=== Excerpt to read ===
********
The 100-Year-Old Man Who Climbed Out of the Window and Disappeared | reviews, news & interviews
The 100-Year-Old Man Who Climbed Out of the Window and Disappeared
The 100-Year-Old Man Who Climbed Out of the Window and Disappeared
Unfunny film adaptation of best-selling Swedish novel is for converts only
Despite the profusion of slapstick jappery, explosions, a whimsical veneer and cartoonish portrayals of its characters, The 100-Year-Old Man Who Climbed Out of the Window and Disappeared is not a film aimed at children. The Swedish blockbuster also includes castration, explicit violence, death by being locked in a freezer and near-the-knuckle racial categorisation. Balancing the picaresque and the macabre, the film ends up as neither one nor the other, or a harmonious hybrid.
The 100-Year-Old Man (Hundraåringen som klev ut genom fönstret och försvann) is based on Jonas Jonasson’s internationally best-selling novel of the same name. In the book, unfolding episodes from the current-day life of Allan Karlsson are punctuated by the narrative of his life before he entered the old people’s home he vanishes from just before his centennial birthday party. After slipping out of a window, he encounters a biker gang whose loot he ends up with, strikes out with their cash-stuffed suitcase, picks up sundry eccentrics and an elephant before his past and present collide.
********
=== Given material ===
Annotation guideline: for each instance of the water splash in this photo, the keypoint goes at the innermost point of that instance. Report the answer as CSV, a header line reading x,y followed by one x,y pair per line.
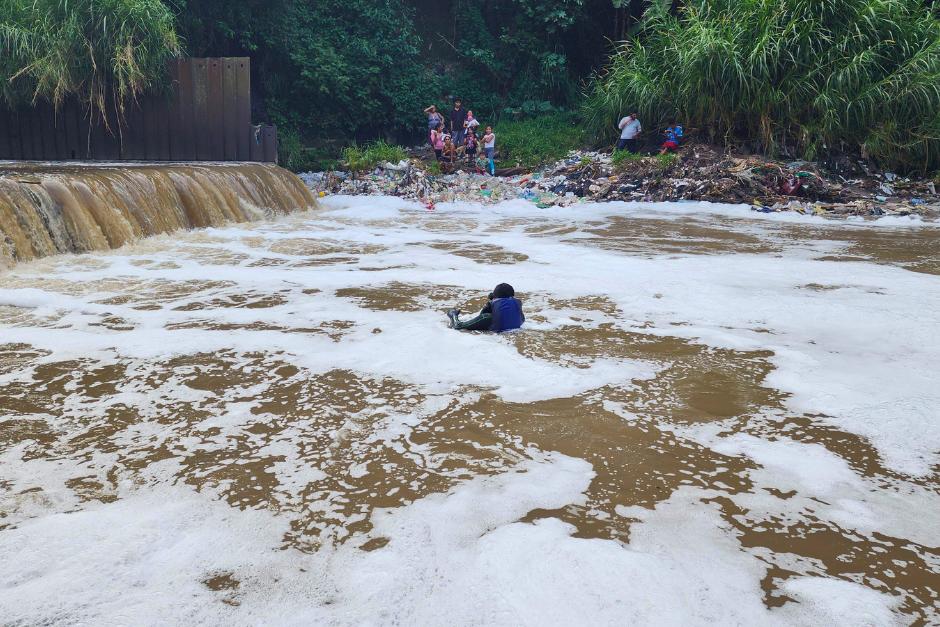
x,y
47,209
********
=== Work request 1 ===
In the film review, whose novel is the film based on?
=== Work request 2 ===
Repeat the part of the film review between "The 100-Year-Old Man (Hundraåringen" and "and present collide.", inclusive.
=== Work request 3 ===
Go on with the review of The 100-Year-Old Man film from the point where it stops.

=== Exercise response 1 ===
Jonas Jonasson's

=== Exercise response 2 ===
The 100-Year-Old Man (Hundraåringen som klev ut genom fönstret och försvann) is based on Jonas Jonasson’s internationally best-selling novel of the same name. In the book, unfolding episodes from the current-day life of Allan Karlsson are punctuated by the narrative of his life before he entered the old people’s home he vanishes from just before his centennial birthday party. After slipping out of a window, he encounters a biker gang whose loot he ends up with, strikes out with their cash-stuffed suitcase, picks up sundry eccentrics and an elephant before his past and present collide.

=== Exercise response 3 ===
Those early years were marked by the outlandish deaths of his parents, life in an orphanage where he was determined to be of "Negroid" characteristics and thus castrated. Fascinated with explosives, he then follows a random, supine path similar to a leaf blown on the wind which takes him into the orbit of General Franco, Oppenheimer and the American team developing the nuclear bomb, loveable old Joe Stalin, Albert Einstein’s less-than-brainy brother, Ronald Reagan and a credulous Gorbachev. When anyone wants a dreadful deed done, he does it. Without him and his idiot-savant approach to science, Hiroshima would not have been obliterated. He becomes a double agent and has no compunction about whether anyone is killed. Almost everyone is dim-witted, out to exploit or venal, which says a lot for Jonasson’s view of the world. At least its obvious forebear Forrest Gump wasn't so cynical. (pictured above right, Robert Gustafson as Karlsson dines with David Shackleton as Herbert Einstein).
The film sticks to the episodic structure of the book, which is partly where it comes unstuck. Both strands of Karlsson’s life remain discreet until the film’s closing moments and the relentless tide of over-egged farce becomes wearing. Its welcome is worn out around 75-minutes in, after which waiting out the conclusion becomes a chore.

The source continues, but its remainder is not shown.